• [Given problem]: Extract the data exactly, missing nothing.

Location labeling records
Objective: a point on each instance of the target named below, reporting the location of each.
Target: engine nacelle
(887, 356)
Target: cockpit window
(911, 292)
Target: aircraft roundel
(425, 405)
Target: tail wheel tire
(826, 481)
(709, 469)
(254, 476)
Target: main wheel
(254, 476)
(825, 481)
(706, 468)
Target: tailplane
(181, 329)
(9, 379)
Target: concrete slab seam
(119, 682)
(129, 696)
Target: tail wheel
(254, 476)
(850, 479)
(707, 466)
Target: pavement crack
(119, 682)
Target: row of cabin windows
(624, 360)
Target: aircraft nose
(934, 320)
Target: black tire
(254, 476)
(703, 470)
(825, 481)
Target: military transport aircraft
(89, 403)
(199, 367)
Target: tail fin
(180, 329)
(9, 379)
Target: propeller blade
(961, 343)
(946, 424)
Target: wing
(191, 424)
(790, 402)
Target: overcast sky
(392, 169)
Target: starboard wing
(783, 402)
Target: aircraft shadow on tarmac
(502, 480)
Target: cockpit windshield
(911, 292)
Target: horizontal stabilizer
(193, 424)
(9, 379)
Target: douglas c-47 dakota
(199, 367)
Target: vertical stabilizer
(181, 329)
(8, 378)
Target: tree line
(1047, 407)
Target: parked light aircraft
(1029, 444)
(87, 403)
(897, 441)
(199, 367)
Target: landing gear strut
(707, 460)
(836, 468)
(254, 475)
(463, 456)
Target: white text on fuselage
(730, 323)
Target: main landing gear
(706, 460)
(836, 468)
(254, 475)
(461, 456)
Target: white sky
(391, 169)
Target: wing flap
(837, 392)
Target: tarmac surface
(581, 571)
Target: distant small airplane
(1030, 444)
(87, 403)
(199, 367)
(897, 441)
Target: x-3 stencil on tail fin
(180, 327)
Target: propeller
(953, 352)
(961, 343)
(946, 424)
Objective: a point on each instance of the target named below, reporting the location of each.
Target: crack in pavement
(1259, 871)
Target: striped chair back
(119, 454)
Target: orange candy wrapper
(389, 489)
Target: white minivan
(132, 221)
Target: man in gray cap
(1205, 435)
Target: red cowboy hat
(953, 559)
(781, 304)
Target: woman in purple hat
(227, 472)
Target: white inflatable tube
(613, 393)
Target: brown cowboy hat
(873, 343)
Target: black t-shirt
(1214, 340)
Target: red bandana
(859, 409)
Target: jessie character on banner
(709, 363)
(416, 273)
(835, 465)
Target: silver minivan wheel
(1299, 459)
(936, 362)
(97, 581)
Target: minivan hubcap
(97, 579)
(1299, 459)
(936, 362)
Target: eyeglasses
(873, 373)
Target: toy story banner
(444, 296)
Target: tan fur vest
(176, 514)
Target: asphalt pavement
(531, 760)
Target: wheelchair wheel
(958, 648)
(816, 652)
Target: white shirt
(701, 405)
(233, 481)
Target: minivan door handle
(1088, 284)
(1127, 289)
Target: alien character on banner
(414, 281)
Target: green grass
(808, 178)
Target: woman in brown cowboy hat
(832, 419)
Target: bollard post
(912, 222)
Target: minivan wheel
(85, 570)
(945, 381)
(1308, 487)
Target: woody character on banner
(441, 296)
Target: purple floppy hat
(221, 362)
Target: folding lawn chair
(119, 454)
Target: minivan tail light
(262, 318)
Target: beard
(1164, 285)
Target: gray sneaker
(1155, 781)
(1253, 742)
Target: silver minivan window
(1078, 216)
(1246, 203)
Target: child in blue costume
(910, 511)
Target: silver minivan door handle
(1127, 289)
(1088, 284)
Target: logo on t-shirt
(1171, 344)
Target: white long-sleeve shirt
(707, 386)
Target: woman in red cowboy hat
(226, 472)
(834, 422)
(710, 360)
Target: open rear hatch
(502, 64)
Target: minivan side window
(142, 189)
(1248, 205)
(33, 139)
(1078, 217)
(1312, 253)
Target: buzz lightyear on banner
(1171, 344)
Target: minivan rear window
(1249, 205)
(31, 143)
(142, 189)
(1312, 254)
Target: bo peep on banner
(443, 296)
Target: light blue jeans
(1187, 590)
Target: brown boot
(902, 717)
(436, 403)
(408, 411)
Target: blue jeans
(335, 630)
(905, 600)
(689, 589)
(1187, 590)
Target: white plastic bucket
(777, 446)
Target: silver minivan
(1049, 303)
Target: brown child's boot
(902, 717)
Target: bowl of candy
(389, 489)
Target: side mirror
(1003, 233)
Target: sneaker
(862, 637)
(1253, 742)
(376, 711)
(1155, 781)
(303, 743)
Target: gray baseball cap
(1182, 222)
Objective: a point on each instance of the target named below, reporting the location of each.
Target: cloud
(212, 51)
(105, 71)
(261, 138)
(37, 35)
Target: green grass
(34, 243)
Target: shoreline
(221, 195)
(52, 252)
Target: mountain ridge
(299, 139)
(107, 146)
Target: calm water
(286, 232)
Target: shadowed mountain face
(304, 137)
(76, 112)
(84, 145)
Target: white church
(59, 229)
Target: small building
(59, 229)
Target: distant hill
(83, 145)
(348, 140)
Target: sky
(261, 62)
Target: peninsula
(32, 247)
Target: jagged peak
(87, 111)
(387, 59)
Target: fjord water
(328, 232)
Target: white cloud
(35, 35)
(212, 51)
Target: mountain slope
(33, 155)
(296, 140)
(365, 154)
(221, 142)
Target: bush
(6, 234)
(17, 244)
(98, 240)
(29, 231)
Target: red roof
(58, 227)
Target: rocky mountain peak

• [Solution to the problem]:
Objective: a point on each instance of the target named below, reporting the location of each.
Target: engine nacelle
(887, 356)
Target: cockpit window
(911, 292)
Target: aircraft roundel
(425, 405)
Target: tail wheel tire
(826, 481)
(709, 469)
(254, 476)
Target: main wheel
(254, 476)
(825, 481)
(706, 468)
Target: tailplane
(181, 329)
(9, 379)
Target: concrete slab seam
(119, 682)
(129, 696)
Target: tail wheel
(254, 476)
(850, 479)
(707, 466)
Target: pavement crack
(119, 682)
Target: row of cabin windows
(624, 360)
Target: aircraft nose
(934, 320)
Target: black tire
(254, 476)
(703, 470)
(825, 481)
Target: military transport aircraft
(89, 403)
(199, 367)
Target: tail fin
(180, 329)
(9, 379)
Target: propeller blade
(961, 343)
(946, 424)
Target: wing
(191, 424)
(790, 402)
Target: overcast sky
(392, 169)
Target: starboard wing
(783, 402)
Target: aircraft shadow on tarmac
(502, 480)
Target: cockpit windshield
(911, 292)
Target: horizontal stabilizer
(193, 424)
(9, 379)
Target: douglas c-47 dakota
(199, 367)
Target: vertical stabilizer
(181, 329)
(8, 378)
Target: tree line
(1047, 407)
Target: parked light aircraft
(1029, 444)
(87, 403)
(897, 441)
(199, 367)
Target: landing gear strut
(707, 460)
(836, 468)
(254, 475)
(463, 456)
Target: white text on fuselage
(730, 323)
Target: main landing gear
(706, 460)
(836, 468)
(254, 475)
(461, 456)
Target: white sky
(391, 169)
Target: wing flap
(837, 392)
Target: tarmac surface
(581, 571)
Target: distant small airplane
(1030, 444)
(87, 403)
(199, 367)
(897, 441)
Target: x-3 stencil on tail fin
(180, 327)
Target: propeller
(953, 352)
(961, 343)
(946, 424)
Objective: a point on each instance of the target named below, reporting the location of each.
Target: crack in pavement
(1259, 871)
Target: striped chair back
(119, 454)
Target: orange candy wrapper
(389, 489)
Target: white minivan
(132, 221)
Target: man in gray cap
(1205, 435)
Target: red cowboy hat
(953, 559)
(781, 304)
Target: woman in purple hat
(227, 472)
Target: white inflatable tube
(613, 393)
Target: brown cowboy hat
(873, 343)
Target: black t-shirt
(1214, 340)
Target: red bandana
(859, 409)
Target: jessie character on banner
(709, 363)
(416, 273)
(835, 465)
Target: silver minivan wheel
(1299, 459)
(936, 362)
(97, 581)
Target: minivan hubcap
(97, 579)
(1299, 459)
(936, 362)
Target: eyeglasses
(873, 373)
Target: toy story banner
(444, 296)
Target: tan fur vest
(176, 514)
Target: asphalt pavement
(531, 760)
Target: wheelchair wheel
(958, 648)
(816, 652)
Target: white shirt
(701, 405)
(233, 481)
Target: minivan door handle
(1088, 284)
(1127, 289)
Target: alien character on banner
(414, 281)
Target: green grass
(808, 178)
Target: woman in brown cowboy hat
(832, 419)
Target: bollard post
(912, 222)
Target: minivan wheel
(85, 570)
(945, 381)
(1308, 487)
Target: woody character on banner
(441, 296)
Target: purple floppy hat
(221, 362)
Target: folding lawn chair
(119, 454)
Target: minivan tail light
(262, 318)
Target: beard
(1164, 285)
Target: gray sneaker
(1155, 781)
(1253, 742)
Target: silver minivan window
(1078, 216)
(1246, 203)
Target: child in blue costume
(910, 511)
Target: silver minivan door handle
(1127, 289)
(1088, 284)
Target: logo on t-shirt
(1171, 344)
Target: white long-sleeve shirt
(707, 386)
Target: woman in red cowboy hat
(226, 472)
(834, 422)
(710, 360)
Target: open rear hatch
(502, 64)
Target: minivan side window
(142, 189)
(1248, 205)
(33, 139)
(1078, 217)
(1312, 253)
Target: buzz lightyear on banner
(1171, 344)
Target: minivan rear window
(1249, 205)
(31, 143)
(142, 189)
(1312, 254)
Target: bo peep on banner
(443, 296)
Target: light blue jeans
(1187, 590)
Target: brown boot
(902, 717)
(436, 403)
(408, 411)
Target: blue jeans
(335, 630)
(905, 600)
(689, 589)
(1187, 590)
Target: white plastic bucket
(777, 446)
Target: silver minivan
(1049, 303)
Target: brown child's boot
(902, 717)
Target: bowl of candy
(389, 489)
Target: side mirror
(1003, 233)
Target: sneaker
(862, 637)
(1253, 742)
(376, 711)
(1155, 781)
(303, 743)
Target: gray baseball cap
(1182, 222)
Objective: a point on each instance of the target named below, reporting the location of each.
Target: cloud
(212, 51)
(105, 71)
(261, 138)
(37, 35)
Target: green grass
(34, 243)
Target: shoreline
(221, 195)
(52, 252)
Target: mountain ridge
(299, 139)
(107, 146)
Target: calm water
(286, 232)
Target: shadowed mountain face
(304, 137)
(76, 112)
(84, 145)
Target: white church
(59, 229)
Target: small building
(59, 229)
Target: distant hill
(83, 145)
(348, 140)
Target: sky
(261, 62)
Target: peninsula
(32, 247)
Target: jagged peak
(87, 111)
(387, 59)
Target: fjord water
(328, 232)
Target: white cloud
(35, 35)
(212, 51)
Target: mountain slope
(33, 155)
(296, 140)
(365, 154)
(221, 142)
Target: bush
(6, 234)
(17, 244)
(98, 240)
(29, 231)
Target: red roof
(58, 227)
Target: rocky mountain peak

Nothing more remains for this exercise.